(Beginning of Data for the task)

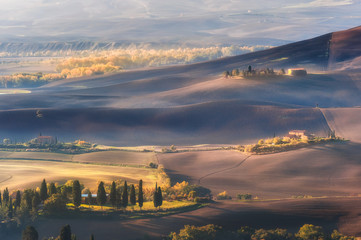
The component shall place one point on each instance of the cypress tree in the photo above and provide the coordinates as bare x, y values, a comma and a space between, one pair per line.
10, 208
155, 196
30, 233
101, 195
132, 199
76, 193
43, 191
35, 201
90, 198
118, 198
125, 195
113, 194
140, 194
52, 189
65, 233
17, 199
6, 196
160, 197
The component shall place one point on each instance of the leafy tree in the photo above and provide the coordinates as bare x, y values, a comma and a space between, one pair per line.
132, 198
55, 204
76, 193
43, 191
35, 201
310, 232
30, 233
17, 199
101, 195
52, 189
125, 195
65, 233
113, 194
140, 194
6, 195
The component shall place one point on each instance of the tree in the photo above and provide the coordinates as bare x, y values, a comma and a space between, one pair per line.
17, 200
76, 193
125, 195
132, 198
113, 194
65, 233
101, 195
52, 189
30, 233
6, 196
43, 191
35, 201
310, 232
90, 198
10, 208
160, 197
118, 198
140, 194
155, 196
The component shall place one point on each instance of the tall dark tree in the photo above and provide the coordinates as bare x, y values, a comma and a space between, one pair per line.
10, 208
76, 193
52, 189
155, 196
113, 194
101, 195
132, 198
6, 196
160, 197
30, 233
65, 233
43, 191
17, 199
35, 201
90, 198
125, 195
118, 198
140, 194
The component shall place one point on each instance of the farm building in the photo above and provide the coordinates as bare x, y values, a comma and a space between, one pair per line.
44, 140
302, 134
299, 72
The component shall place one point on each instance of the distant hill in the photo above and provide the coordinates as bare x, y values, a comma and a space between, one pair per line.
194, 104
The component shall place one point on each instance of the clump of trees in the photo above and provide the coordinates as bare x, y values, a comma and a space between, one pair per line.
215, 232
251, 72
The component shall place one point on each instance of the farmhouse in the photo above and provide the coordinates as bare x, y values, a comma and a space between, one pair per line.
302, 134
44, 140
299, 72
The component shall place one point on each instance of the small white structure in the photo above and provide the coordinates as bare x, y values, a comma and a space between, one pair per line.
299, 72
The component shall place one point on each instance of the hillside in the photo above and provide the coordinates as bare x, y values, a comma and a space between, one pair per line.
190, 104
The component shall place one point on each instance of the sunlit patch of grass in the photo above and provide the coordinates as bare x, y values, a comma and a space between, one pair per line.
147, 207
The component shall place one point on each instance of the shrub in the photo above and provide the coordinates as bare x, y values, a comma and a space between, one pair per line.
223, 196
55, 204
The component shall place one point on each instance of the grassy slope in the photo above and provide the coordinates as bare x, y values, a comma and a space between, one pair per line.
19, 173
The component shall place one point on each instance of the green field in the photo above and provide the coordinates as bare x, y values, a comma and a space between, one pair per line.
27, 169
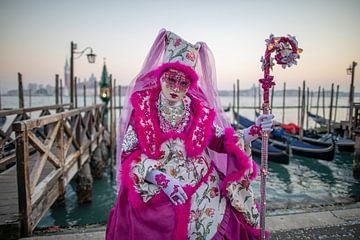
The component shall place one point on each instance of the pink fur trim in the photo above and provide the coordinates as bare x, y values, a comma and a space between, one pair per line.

(End of Data for the task)

**Work order**. Make an exact copy of every record, pictures excluded.

**Exercise result**.
The component shall place one point on each instance of the cypress tree in the photo above and provide the coordinates as bare x, y values, a comma and a space between, one pair per line.
10, 208
155, 196
30, 233
101, 195
132, 199
76, 193
43, 191
35, 201
90, 198
118, 198
125, 195
113, 194
140, 194
52, 189
65, 233
17, 199
6, 196
160, 197
The component shall place one point on each instance of the leafy tree in the photo above and provide the coordinates as bare x, y values, a comma and a space between, one pair per line.
132, 198
55, 204
76, 193
43, 191
35, 201
310, 232
30, 233
17, 199
101, 195
52, 189
125, 195
65, 233
113, 194
140, 194
6, 195
The component shall place one point on each instance of the tree in the photo above and provide the coordinates as bare x, y values, a comma and a space between, one pair per line.
17, 200
76, 193
125, 195
132, 198
113, 194
65, 233
101, 195
52, 189
30, 233
6, 196
43, 191
35, 201
310, 232
90, 198
10, 208
160, 197
118, 198
140, 194
155, 196
The component shall place one point on each instance of the tall dark tree in the photo above and provide the coordinates as bare x, y values, a comma and a space between, one pair per line.
10, 208
76, 193
52, 189
155, 196
113, 194
101, 195
132, 198
6, 196
160, 197
30, 233
65, 233
43, 191
17, 199
35, 201
90, 198
125, 195
118, 198
140, 194
The component shall place one point on each instance of the farm building in the photo above and provide the coordinates as bare x, y values, a comma and a space between, one pair per line.
44, 140
302, 134
299, 72
The component shall place one point on each instance of the distant hill in the photo above and provide the coordinates as bare x, y values, a comma and a space between, one pair per line.
194, 104
The component shall place one point on each instance of the clump of trees in the photo above and provide the coordinates as bare x, y values, a comma and a space between, one pair per line.
215, 232
251, 72
The component shall place one point on each instance of the farmhouse in the photo above and provide the coordinates as bare x, y values, a comma and a space between, one pair per line.
302, 134
44, 140
299, 72
The component shall place one point on each instance of the small white structure in the photo above and provide the coordinates as bare x, y values, a comma and a space between, one pair per line.
299, 72
The component shall place one point on each instance of the hillside in the photo above and provide the coordinates as bare x, y values, a comma and a space between, one pair per line.
190, 104
The component shall place one point on each instance of the sunlit patch of grass in the photo above and provide the coordinates as bare x, y values, a comma and a space between, one pair per line.
147, 207
The component shall place one point on each instance of the shrub in the photo above and provide the coordinates as bare x, y values, a comma and a space between, one pair per line.
223, 196
55, 204
The component shall place one point on each instance of the grassy slope in the photo above and provide the coordinates as bare x, y values, a comma and a space between, one pair per line.
19, 173
The component shall place one point on each instance of the green field in the photo above and provide the coordinates as bare x, y values, a comma and a space between, one pair per line.
27, 169
The component shall place one point on each instance of the pink fur trim in the photo above and provide the coordinates as bare x, y values, a comma and a space between, one pair per line.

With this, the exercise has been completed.